▶ EXTRACTED TEXT
::::::::::

# Redressing Pentel Pencils



## monophoto (Jul 19, 2015)

A search of the IAP archive and the internet will disclose a few articles on redressing Pentel pencils.


  The design of the Pentel pencil is especially conducive to redressing it in a wood.  The covering is simply a tube with a non-uniform ID.  Easy to say, but execution is an exercise in detailed machining.  The ID of the main body of the tube needs to be a minimum of ¼”.  One end must be slightly larger (to a depth of about 0.9 inches) to allow room for the chrome cap on the mechanism plunger, while the other end has a very small hole to receive the threaded nipple on the end of the Pentel mechanism.  The measured diameter of the nipple is 5/32”, and the hole must be 0.2” deep.  Since the cover is held onto the mechanism by screwing the nib cone onto the nipple, creating a suitable 5/32” hole is the most critical aspect of the project.


  I chose to use a 7mm brass pen tube to reinforce the blank.  It was necessary to make a few tools/fixtures along the way.  



  1.  Start with a blank exactly 4 ½” with square end.


  2.  With the blank held in a scroll chuck on the lathe, drill a hole using a 7mm brad point pen bit exactly 4.3” deep.  That should leave 0.2” of solid wood at the end of the blank.


  3.  I made a tapered bit to drill a 5/32” hole through the nib end of the blank.  The bit was made by epoxying the end of a 5/32” drill bit in a hole drilled in the end of a ¼” mild steel rod, allowing the bit to extend about ½” beyond the end of the rod..  Using emery paper and light machine oil, polish the steel rod until it fits inside a standard 7mm pen tube.


  4.  Cut a 3.6” length of 7mm pen tube, and dress the ends.  Slip the pen tube into the hole.  Then, insert the tapered drill into the pen tube, and drill a 5/32” hole through the end of the blank.  Don’t glue the tube in yet – it may be necessary to remove it if you find that the 7mm hole isn’t deep enough.


  5.  Now, mount the blank between centers.  I used a mandrel in the headstock that consisted of a scrap of maple turned to make a No. 2 Morse taper with the cut-off shank of the 5/32” drill bit epoxied in the end.  At the tailstock, I had a live center with a wooden ‘nose’ that tapered to a ¼” dowel.  Turn the blank to a uniform 25/64” diameter, and then add a very subtle roll over at both ends.  Sand and finish.

::::::::::

▶ TASK INSTRUCTIONS
1/ From the post on redressing Pentel pencils, repeat everything from "The design of" down to "along the way.".
2/ In the post on redressing Pentel pencils, how long a piece of 7mm pen tube does step 4 say to cut?

Region labeling items:
::::::::::

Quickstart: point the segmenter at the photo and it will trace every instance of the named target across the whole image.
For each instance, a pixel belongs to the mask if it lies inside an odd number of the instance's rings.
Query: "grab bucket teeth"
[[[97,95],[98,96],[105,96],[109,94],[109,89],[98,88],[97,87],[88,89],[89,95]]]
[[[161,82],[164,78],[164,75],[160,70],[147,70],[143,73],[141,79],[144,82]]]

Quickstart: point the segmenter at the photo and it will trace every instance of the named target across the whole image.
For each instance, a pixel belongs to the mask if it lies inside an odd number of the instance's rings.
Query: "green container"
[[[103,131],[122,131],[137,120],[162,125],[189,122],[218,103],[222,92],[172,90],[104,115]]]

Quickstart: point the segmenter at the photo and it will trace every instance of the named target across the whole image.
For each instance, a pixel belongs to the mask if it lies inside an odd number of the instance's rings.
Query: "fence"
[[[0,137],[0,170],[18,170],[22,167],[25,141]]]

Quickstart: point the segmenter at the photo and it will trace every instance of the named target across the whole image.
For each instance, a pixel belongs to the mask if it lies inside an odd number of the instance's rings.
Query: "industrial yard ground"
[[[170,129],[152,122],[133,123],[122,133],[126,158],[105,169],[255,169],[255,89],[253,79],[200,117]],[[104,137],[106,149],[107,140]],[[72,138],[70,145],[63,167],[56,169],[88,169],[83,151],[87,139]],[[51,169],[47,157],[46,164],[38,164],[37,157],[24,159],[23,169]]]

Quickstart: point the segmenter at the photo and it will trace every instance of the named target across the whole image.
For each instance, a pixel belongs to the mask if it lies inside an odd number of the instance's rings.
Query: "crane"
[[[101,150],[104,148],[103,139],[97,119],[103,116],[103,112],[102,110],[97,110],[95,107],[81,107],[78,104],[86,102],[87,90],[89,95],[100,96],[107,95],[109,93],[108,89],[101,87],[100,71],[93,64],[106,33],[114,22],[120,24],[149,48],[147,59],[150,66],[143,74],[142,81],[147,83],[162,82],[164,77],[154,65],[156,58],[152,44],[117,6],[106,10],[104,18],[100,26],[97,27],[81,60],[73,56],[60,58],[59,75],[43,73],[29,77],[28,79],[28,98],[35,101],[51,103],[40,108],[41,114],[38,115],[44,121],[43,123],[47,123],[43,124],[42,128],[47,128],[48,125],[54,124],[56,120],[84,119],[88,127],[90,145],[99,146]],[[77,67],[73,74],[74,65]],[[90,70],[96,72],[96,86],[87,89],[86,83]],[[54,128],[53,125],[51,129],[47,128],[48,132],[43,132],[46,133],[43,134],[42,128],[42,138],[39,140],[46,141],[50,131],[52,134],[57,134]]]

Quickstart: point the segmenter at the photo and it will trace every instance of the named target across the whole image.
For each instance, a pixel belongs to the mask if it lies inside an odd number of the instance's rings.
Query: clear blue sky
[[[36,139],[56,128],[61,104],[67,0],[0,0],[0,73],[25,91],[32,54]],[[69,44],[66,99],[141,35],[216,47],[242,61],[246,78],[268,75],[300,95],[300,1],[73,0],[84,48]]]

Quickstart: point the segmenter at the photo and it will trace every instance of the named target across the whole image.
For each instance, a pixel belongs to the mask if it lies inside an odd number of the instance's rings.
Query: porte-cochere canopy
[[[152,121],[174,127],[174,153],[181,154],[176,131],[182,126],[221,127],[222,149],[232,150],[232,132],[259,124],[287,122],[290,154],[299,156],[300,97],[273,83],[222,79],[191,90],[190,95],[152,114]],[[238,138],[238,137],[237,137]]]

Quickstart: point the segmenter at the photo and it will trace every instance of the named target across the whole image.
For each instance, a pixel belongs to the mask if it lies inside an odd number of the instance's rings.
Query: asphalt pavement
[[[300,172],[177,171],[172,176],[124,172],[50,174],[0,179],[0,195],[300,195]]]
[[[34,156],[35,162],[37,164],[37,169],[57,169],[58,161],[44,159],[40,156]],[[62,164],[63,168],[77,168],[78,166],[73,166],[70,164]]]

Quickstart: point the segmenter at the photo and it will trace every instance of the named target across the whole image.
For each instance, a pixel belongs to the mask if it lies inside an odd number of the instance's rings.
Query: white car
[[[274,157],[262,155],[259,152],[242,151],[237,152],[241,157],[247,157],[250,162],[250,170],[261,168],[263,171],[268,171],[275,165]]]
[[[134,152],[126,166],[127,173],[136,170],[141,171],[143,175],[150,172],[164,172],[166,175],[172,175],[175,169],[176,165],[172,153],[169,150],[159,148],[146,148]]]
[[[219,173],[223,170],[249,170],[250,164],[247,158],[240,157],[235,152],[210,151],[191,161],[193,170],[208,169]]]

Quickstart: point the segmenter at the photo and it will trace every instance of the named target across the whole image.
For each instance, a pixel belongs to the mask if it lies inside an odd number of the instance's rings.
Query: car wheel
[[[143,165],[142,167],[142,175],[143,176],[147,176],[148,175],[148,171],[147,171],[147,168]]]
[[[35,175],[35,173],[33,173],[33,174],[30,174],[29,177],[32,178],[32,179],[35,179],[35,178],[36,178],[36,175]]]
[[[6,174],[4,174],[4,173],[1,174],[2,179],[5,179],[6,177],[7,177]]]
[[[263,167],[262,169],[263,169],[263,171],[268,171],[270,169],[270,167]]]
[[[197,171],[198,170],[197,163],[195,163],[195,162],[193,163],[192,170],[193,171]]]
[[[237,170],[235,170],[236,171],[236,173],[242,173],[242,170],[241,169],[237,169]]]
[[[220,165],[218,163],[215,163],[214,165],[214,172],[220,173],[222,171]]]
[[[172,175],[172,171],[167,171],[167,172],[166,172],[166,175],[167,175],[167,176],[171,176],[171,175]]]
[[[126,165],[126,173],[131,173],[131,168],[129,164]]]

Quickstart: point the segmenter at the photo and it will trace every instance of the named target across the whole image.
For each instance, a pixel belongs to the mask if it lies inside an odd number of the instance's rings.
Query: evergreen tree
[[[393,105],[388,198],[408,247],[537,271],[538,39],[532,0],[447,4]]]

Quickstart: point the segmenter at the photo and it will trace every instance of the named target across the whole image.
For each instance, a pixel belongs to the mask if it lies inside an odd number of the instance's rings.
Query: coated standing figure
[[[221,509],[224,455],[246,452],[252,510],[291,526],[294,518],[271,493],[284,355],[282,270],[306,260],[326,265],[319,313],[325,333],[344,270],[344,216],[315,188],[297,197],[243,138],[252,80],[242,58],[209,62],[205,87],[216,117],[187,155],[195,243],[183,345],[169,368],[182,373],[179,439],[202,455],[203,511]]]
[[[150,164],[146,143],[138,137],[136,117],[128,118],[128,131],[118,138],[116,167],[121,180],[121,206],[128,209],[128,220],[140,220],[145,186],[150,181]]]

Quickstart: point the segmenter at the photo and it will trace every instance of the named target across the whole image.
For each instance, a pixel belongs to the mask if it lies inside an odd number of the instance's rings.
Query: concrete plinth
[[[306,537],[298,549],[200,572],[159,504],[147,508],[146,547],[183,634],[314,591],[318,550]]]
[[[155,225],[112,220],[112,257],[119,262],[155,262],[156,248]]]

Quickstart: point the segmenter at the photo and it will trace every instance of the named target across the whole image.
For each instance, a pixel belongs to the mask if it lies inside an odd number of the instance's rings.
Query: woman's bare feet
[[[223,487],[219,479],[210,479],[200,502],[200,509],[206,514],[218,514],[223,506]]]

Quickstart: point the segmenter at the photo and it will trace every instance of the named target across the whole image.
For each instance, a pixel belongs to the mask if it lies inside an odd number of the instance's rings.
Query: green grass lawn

::::::::::

▶ RESPONSES BY TASK
1/
The design of the Pentel pencil is especially conducive to redressing it in a wood.  The covering is simply a tube with a non-uniform ID.  Easy to say, but execution is an exercise in detailed machining.  The ID of the main body of the tube needs to be a minimum of ¼”.  One end must be slightly larger (to a depth of about 0.9 inches) to allow room for the chrome cap on the mechanism plunger, while the other end has a very small hole to receive the threaded nipple on the end of the Pentel mechanism.  The measured diameter of the nipple is 5/32”, and the hole must be 0.2” deep.  Since the cover is held onto the mechanism by screwing the nib cone onto the nipple, creating a suitable 5/32” hole is the most critical aspect of the project.


  I chose to use a 7mm brass pen tube to reinforce the blank.  It was necessary to make a few tools/fixtures along the way.

2/ 3.6 inches.